# [Exercise directions]
Filter the lines below, keeping each one that contains the string "leggings" with matching case, and copy those lines.

# [Stored records]
——

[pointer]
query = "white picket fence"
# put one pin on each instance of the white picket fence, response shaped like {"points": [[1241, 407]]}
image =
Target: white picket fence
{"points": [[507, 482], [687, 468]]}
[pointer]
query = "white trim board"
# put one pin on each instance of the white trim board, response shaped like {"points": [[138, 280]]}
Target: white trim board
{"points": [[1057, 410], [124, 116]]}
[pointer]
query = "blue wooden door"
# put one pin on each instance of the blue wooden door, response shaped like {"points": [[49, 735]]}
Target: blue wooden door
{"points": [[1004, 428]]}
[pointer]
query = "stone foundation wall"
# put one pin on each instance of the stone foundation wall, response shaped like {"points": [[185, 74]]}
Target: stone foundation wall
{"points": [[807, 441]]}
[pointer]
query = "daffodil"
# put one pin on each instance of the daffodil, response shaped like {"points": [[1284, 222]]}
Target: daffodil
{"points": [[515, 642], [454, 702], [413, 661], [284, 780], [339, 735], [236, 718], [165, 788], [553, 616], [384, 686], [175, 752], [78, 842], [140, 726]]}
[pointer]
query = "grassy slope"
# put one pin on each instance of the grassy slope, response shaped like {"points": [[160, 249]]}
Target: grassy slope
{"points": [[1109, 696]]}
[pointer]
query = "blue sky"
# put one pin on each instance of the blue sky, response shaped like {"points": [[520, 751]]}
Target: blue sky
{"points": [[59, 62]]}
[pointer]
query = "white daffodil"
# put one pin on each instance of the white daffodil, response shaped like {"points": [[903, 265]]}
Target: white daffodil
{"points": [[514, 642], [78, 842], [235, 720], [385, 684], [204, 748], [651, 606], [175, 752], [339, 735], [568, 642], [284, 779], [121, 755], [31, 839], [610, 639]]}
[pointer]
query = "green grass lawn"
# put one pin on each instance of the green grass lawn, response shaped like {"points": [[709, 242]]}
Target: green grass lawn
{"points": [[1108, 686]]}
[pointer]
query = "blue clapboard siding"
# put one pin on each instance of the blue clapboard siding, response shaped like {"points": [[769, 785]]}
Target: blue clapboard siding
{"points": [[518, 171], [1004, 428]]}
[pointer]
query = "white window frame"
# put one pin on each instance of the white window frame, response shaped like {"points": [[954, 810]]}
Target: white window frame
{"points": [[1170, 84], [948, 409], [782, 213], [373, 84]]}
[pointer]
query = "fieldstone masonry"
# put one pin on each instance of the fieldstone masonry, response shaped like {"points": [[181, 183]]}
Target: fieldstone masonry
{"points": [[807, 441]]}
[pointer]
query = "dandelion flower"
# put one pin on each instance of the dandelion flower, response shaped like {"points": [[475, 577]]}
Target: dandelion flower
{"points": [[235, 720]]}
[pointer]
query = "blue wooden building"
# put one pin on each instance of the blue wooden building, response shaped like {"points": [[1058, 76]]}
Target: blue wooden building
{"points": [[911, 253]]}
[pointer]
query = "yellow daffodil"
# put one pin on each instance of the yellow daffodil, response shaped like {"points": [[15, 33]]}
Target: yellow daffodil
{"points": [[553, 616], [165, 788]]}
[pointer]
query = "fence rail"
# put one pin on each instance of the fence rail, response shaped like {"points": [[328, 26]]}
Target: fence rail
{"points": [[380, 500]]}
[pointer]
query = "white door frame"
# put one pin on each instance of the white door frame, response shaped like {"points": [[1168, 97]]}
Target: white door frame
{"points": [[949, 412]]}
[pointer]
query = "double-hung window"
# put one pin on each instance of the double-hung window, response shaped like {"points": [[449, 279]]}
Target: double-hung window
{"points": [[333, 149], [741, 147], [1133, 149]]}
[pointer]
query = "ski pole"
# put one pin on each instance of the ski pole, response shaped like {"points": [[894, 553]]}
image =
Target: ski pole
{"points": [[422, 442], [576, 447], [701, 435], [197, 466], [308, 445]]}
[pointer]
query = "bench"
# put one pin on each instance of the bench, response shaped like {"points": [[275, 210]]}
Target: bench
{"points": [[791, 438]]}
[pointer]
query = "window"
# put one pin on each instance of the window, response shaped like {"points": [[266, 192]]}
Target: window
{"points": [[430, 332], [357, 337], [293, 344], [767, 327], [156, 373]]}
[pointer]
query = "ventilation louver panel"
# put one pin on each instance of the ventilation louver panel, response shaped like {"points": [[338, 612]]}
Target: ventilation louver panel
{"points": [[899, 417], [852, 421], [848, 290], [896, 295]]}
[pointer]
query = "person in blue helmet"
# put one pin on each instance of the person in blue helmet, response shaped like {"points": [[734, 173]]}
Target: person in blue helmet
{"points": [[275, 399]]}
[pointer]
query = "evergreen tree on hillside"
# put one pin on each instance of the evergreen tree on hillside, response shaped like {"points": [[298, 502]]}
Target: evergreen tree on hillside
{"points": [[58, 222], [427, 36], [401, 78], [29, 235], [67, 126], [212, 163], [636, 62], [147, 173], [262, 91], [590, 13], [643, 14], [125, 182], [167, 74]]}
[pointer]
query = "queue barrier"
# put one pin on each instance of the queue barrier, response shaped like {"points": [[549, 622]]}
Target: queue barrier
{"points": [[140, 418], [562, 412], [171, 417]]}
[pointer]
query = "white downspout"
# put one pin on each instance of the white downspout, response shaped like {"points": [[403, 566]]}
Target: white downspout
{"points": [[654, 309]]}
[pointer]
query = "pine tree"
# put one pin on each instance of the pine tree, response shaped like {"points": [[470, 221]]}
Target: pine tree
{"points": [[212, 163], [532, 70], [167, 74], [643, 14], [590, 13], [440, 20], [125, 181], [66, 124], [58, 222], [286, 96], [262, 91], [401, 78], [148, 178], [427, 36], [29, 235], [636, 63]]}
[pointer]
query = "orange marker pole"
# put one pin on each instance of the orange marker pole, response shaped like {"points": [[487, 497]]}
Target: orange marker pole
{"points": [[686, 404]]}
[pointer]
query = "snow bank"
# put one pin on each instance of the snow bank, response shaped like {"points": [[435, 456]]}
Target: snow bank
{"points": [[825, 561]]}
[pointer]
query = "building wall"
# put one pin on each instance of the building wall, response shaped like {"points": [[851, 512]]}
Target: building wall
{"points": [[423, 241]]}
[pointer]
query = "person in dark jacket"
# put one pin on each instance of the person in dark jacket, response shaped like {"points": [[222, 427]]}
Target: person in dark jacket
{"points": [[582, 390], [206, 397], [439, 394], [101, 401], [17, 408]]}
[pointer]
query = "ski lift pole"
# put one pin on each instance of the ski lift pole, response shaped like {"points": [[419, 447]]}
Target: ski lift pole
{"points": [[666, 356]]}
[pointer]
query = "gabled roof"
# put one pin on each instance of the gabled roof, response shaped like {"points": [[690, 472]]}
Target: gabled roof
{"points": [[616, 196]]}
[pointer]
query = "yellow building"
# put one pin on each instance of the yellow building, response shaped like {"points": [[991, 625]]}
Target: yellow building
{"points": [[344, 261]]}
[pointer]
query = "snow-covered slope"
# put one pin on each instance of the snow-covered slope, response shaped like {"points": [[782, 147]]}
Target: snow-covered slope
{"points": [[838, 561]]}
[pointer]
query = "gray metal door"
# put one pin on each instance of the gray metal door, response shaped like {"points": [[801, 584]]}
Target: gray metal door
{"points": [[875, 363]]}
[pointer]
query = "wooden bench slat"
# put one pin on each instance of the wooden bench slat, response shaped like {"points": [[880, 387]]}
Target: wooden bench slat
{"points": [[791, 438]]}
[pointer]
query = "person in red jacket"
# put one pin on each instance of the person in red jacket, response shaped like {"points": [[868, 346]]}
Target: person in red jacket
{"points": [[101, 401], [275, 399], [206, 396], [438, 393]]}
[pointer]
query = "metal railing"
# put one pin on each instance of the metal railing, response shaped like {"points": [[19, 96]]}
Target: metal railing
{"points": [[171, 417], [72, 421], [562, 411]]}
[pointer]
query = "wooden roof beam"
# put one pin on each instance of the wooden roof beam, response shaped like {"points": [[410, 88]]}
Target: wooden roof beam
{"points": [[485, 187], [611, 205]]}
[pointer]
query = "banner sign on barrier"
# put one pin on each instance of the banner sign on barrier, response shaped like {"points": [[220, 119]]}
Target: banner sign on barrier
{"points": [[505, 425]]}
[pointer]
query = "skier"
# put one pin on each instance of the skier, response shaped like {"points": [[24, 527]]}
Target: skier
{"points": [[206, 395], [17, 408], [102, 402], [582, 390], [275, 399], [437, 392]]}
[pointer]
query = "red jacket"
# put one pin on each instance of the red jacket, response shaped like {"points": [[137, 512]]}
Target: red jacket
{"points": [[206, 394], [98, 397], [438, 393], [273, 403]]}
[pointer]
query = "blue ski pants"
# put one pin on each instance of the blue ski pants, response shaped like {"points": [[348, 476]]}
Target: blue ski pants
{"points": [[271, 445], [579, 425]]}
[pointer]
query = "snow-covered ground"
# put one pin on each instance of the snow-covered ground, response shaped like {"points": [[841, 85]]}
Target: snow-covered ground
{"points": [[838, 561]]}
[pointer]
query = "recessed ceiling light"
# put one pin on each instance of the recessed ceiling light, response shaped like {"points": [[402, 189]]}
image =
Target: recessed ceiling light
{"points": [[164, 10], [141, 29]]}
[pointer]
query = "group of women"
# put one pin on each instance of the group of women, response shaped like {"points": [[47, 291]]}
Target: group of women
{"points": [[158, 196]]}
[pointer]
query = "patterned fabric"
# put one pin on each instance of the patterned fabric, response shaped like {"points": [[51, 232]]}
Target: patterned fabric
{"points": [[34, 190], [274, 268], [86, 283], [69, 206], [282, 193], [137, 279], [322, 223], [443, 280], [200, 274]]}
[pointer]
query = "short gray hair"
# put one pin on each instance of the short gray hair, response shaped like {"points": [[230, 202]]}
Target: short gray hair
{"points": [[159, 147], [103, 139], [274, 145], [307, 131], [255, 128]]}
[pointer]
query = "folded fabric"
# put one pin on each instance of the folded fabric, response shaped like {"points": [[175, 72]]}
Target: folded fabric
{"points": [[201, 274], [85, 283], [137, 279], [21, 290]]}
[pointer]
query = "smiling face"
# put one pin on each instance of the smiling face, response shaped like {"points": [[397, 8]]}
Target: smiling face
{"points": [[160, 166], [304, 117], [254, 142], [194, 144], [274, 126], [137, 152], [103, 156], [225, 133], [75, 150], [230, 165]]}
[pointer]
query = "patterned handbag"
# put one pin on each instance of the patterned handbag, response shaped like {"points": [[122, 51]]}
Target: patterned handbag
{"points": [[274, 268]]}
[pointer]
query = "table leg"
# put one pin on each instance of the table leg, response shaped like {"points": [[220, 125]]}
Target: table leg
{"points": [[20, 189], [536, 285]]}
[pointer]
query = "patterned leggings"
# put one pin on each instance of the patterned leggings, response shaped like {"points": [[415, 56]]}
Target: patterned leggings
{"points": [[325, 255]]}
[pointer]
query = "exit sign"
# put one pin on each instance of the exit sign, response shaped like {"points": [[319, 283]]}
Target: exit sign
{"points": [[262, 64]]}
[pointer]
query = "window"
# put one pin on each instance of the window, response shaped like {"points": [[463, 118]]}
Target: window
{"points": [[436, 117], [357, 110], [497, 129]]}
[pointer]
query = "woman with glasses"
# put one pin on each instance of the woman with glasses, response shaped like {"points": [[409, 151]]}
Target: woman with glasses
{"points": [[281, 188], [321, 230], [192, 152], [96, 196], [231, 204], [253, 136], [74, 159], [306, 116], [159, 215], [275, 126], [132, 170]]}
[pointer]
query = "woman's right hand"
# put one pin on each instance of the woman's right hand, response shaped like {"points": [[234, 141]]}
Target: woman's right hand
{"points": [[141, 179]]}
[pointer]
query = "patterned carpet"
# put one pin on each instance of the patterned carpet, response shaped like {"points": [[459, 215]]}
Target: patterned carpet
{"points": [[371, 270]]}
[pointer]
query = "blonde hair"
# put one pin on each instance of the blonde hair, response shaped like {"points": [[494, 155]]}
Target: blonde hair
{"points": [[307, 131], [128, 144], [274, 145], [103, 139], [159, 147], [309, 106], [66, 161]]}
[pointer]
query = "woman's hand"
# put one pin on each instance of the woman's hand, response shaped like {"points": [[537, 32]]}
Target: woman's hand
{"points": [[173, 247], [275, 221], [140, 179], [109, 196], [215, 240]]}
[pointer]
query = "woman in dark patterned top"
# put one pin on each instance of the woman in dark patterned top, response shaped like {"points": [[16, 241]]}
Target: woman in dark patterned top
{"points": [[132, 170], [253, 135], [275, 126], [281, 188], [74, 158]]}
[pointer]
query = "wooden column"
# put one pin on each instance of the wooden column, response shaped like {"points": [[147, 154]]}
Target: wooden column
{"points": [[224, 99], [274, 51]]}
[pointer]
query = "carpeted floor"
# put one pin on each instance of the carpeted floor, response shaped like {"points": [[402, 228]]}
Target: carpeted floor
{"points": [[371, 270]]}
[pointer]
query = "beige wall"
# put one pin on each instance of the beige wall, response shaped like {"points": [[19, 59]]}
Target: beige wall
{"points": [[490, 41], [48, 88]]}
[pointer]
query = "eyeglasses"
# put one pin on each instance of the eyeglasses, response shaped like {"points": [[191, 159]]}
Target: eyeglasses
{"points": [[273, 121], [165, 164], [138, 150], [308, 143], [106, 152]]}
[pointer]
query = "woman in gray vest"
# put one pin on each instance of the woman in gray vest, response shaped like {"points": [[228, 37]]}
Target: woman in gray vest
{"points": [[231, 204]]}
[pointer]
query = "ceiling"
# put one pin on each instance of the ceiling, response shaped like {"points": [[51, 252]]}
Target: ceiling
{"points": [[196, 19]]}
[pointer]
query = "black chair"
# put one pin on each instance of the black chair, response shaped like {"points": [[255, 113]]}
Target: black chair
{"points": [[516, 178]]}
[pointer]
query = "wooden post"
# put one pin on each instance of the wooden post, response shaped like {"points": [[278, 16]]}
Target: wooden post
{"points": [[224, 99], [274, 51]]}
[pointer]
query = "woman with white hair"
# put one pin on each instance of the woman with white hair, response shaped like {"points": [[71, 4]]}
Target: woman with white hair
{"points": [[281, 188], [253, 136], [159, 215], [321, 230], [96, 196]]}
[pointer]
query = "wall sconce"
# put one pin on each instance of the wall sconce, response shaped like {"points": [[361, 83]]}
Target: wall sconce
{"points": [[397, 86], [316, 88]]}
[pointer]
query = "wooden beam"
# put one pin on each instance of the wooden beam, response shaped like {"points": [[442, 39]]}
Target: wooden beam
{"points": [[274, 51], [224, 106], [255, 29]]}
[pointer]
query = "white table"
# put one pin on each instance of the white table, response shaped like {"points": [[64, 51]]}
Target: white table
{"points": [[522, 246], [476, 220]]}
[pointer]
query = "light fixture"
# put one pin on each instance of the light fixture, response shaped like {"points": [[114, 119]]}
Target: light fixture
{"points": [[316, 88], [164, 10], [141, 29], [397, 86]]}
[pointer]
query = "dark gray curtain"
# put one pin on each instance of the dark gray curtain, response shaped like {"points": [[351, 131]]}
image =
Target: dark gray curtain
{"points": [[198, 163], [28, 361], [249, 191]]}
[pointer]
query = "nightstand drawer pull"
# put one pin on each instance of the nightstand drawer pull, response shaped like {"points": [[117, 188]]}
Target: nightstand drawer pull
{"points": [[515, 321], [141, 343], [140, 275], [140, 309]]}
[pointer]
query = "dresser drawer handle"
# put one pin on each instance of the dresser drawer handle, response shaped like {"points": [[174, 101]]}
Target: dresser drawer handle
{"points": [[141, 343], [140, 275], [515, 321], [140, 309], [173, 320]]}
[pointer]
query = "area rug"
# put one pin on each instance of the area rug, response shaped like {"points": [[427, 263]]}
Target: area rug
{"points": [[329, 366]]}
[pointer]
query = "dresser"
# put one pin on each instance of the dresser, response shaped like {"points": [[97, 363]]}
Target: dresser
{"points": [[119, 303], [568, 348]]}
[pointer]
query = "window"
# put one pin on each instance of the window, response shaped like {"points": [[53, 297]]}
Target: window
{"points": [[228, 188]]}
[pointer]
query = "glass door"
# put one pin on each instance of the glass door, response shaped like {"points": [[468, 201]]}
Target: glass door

——

# [Task solution]
query = "patterned leggings"
# put one pin on each instance of the patterned leggings, response shaped like {"points": [[415, 56]]}
Target: patterned leggings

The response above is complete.